Required action
Your answer is every line of the material below in which the string "shade" occurs.
[Material provided Boundary: Start]
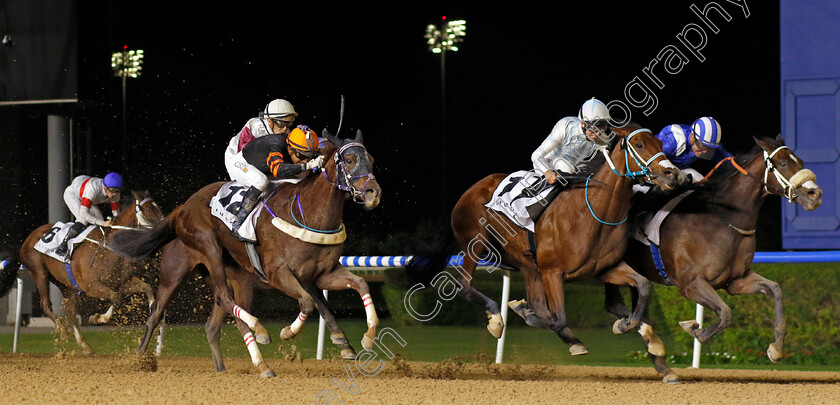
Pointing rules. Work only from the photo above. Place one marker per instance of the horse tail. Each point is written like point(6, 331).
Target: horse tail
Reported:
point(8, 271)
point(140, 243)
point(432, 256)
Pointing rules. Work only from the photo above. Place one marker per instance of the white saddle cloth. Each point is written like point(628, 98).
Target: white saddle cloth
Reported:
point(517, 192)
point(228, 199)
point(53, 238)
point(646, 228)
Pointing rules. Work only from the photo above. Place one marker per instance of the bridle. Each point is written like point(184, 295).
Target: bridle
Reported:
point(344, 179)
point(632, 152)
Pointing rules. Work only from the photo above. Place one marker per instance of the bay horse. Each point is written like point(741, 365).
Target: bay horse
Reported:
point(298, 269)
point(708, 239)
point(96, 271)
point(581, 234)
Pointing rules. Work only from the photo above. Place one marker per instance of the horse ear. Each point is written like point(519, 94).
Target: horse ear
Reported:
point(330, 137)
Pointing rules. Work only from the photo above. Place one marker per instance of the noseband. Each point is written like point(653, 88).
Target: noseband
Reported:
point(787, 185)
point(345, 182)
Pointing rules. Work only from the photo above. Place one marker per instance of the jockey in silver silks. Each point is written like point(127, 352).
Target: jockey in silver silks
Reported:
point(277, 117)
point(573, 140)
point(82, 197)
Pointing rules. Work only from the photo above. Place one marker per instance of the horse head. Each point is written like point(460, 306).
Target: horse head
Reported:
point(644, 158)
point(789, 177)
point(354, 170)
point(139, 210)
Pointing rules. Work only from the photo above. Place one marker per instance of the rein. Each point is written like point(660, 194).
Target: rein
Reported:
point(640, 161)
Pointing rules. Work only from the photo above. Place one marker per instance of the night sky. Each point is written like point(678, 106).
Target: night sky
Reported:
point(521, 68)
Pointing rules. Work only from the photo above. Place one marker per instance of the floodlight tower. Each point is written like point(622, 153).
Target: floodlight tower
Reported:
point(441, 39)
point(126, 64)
[Material provided Boundary: End]
[Material provided Boundary: Start]
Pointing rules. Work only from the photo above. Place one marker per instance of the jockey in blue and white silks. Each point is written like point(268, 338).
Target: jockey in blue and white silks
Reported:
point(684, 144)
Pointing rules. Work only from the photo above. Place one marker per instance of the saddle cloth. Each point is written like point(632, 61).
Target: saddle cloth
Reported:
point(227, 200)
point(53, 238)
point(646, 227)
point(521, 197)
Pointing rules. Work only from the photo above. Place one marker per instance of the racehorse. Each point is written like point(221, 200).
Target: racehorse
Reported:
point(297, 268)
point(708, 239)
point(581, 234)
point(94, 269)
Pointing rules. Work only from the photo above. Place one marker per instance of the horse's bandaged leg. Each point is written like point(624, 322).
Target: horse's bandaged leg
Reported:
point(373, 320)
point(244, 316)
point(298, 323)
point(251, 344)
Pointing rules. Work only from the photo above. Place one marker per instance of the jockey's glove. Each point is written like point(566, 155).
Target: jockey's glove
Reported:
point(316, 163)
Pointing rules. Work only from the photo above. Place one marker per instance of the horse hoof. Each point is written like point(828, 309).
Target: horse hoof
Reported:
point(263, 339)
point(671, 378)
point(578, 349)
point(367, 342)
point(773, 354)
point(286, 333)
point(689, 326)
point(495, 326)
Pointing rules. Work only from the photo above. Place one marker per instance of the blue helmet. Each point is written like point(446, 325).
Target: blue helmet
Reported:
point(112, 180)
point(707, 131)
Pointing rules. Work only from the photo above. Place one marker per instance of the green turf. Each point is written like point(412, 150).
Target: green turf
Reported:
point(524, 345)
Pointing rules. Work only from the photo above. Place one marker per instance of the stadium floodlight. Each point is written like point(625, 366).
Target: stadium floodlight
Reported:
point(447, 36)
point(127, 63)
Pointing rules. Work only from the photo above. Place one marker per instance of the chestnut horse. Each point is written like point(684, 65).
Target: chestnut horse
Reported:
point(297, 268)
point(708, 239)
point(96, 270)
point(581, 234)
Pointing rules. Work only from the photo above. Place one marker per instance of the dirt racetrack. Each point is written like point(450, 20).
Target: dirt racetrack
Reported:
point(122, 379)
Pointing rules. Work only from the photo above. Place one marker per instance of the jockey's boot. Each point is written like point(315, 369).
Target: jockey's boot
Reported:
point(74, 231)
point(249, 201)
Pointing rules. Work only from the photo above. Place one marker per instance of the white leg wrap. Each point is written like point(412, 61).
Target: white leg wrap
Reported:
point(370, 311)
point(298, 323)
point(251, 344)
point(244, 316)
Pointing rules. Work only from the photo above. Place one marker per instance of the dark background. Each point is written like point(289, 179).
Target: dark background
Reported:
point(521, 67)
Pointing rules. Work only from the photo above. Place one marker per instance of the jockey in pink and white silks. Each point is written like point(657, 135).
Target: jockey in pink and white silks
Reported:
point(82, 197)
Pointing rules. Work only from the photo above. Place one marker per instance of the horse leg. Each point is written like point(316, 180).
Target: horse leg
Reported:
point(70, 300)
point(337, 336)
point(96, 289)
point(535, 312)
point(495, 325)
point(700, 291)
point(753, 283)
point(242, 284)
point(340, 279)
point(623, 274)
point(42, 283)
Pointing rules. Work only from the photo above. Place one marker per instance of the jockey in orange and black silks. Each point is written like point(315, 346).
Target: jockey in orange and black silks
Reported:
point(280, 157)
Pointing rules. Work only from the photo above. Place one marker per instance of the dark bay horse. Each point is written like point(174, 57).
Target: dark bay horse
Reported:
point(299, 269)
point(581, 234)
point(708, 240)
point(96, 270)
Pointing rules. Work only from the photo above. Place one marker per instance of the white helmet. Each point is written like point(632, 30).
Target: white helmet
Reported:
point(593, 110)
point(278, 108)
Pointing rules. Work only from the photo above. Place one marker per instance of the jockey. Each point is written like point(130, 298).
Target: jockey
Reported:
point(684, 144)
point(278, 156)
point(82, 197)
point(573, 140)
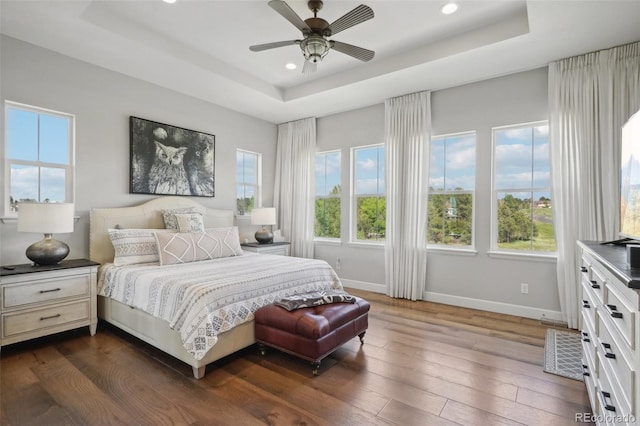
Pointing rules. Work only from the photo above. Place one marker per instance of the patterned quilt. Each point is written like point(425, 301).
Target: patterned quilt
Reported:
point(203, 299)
[Material provided Boundary: End]
[Material provided Boundary: Start]
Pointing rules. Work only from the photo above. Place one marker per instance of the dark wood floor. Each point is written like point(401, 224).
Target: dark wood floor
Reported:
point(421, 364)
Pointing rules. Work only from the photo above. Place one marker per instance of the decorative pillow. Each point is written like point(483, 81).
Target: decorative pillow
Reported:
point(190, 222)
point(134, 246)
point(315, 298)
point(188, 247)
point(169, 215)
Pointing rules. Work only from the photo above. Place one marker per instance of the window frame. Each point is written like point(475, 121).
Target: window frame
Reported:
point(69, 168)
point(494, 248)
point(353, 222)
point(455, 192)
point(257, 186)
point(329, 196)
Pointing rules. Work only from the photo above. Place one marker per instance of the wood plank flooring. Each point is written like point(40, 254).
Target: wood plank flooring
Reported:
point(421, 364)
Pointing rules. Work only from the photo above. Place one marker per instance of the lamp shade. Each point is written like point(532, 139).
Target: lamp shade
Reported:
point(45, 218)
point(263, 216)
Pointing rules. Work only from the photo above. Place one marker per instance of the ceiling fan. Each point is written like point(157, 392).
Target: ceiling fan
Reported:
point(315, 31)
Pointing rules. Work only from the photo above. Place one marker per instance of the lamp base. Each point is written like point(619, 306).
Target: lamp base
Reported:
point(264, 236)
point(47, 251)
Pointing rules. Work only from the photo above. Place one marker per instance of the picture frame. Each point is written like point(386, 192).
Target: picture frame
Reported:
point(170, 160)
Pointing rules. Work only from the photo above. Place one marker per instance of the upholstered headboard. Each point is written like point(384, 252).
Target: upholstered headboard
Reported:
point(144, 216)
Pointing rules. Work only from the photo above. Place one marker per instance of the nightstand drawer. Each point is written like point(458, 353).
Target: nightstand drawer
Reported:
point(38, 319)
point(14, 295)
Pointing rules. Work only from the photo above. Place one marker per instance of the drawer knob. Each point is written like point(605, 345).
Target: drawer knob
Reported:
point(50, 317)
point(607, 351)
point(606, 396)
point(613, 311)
[Material provided Boundary: End]
Answer area
Pointing rules. Work only from the photo above. Place one marker per instance of the lamp shade. Each point is written like point(532, 139).
Target: lamp shade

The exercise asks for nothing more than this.